(Stored records)
——

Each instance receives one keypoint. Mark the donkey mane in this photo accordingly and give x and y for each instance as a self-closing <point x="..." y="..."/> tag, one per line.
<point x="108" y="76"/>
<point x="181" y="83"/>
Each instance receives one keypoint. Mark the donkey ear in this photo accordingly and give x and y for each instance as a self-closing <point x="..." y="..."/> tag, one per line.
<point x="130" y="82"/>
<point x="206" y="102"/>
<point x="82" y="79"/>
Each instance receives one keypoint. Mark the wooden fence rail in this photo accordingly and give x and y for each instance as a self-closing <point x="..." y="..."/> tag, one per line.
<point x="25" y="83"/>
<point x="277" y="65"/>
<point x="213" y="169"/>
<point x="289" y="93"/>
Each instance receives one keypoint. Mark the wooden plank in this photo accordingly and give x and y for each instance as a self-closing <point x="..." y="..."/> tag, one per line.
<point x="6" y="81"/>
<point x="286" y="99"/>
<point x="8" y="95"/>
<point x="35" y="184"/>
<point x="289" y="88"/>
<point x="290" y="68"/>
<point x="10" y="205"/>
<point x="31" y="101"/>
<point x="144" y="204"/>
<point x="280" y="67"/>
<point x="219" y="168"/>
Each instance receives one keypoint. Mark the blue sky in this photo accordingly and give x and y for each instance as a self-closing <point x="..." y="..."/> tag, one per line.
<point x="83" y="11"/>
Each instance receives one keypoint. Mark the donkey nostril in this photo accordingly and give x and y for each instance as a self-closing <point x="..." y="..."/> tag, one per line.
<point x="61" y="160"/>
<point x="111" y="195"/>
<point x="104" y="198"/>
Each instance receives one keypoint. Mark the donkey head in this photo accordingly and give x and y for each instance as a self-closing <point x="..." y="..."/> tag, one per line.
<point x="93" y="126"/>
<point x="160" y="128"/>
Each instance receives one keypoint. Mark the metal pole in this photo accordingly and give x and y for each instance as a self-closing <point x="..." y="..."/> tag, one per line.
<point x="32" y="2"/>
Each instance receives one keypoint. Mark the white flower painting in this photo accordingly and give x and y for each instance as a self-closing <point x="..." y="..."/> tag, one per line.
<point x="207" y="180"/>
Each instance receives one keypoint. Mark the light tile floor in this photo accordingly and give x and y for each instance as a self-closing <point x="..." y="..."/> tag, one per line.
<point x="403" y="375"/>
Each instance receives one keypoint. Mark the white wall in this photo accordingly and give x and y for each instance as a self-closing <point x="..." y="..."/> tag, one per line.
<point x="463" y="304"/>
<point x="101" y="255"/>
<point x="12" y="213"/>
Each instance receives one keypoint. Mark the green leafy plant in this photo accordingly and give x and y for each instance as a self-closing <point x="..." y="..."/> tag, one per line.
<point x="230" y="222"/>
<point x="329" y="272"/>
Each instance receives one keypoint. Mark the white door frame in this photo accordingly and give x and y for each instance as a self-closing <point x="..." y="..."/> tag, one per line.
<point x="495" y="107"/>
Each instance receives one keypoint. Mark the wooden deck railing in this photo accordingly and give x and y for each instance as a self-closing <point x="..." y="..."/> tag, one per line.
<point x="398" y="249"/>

——

=== Request ===
Rewrite the records above, swapping every "keypoint" for "marker" and leaving everything else unchanged.

=== Answer ===
Each instance receives one marker. Mark the donkey mane in this photo accordingly and give x and y for each instance as a self-closing <point x="..." y="..."/> tag, one per line.
<point x="108" y="76"/>
<point x="181" y="83"/>
Each instance receives one marker. Mark the donkey ear in this photo accordingly and give x and y for each instance as a self-closing <point x="..." y="..."/> tag, one per line.
<point x="130" y="82"/>
<point x="206" y="102"/>
<point x="82" y="79"/>
Each instance receives one marker. Mark the wooden fence rail in this photo accordingly and give x and y for each instance as a self-closing <point x="..." y="..."/> tag, one per line.
<point x="25" y="83"/>
<point x="277" y="65"/>
<point x="213" y="169"/>
<point x="289" y="93"/>
Each instance receives one marker. Mark the wooden plank in this photo accordingly and give x and y for each instance as a self-closing <point x="..." y="..."/> tag, one per line.
<point x="6" y="81"/>
<point x="286" y="99"/>
<point x="8" y="95"/>
<point x="35" y="184"/>
<point x="289" y="88"/>
<point x="290" y="68"/>
<point x="10" y="205"/>
<point x="31" y="101"/>
<point x="144" y="204"/>
<point x="280" y="67"/>
<point x="219" y="168"/>
Each instance receives one marker. Mark the blue sky in this photo accordingly and give x and y for each instance as a self-closing <point x="..." y="..."/> tag, one per line.
<point x="83" y="11"/>
Each instance receives one marker. Mark the donkey nostril in this photo accordingly and give x and y for each instance as a self-closing <point x="..." y="..."/> tag, one per line.
<point x="61" y="160"/>
<point x="111" y="195"/>
<point x="104" y="198"/>
Each instance receives one marker. Mark the donkey head in this photo accordingly and give x and y for each instance as a self-closing <point x="..." y="..."/> tag, one per line.
<point x="93" y="126"/>
<point x="160" y="128"/>
Each instance receives one marker. Mark the metal pole in this photo accordingly and give x and y for each instance as a self-closing <point x="..." y="..."/> tag, one per line.
<point x="32" y="2"/>
Each instance receives one marker. Mark the white flower painting in this photo accordingly and give x and y for each instance as a self-closing <point x="..." y="..."/> tag, one per line.
<point x="207" y="180"/>
Each instance receives one marker. Mark the light tile floor in this photo accordingly and give x and y for each instance as a self-closing <point x="..." y="..."/> tag, one per line.
<point x="403" y="375"/>
Each instance receives one marker. Mark the white wall in this photo accordingly and give x and y for each instance as a self-closing <point x="..." y="..."/> tag, one per line.
<point x="463" y="304"/>
<point x="101" y="255"/>
<point x="12" y="213"/>
Each instance receives one marker. Mark the green leafy plant in this photo accordingly and give x and y for each instance as a self-closing <point x="..." y="..."/> tag, one per line.
<point x="230" y="222"/>
<point x="329" y="272"/>
Each instance receives one marker. Mark the white door frame in this photo accordingly and give x and y for each instance as a self-closing <point x="..." y="..."/> tag, one per line.
<point x="495" y="107"/>
Each instance receives one marker. Mark the wooden deck railing in this photo accordingly and give x and y for each instance as a self-closing <point x="..." y="..."/> tag, one per line.
<point x="398" y="249"/>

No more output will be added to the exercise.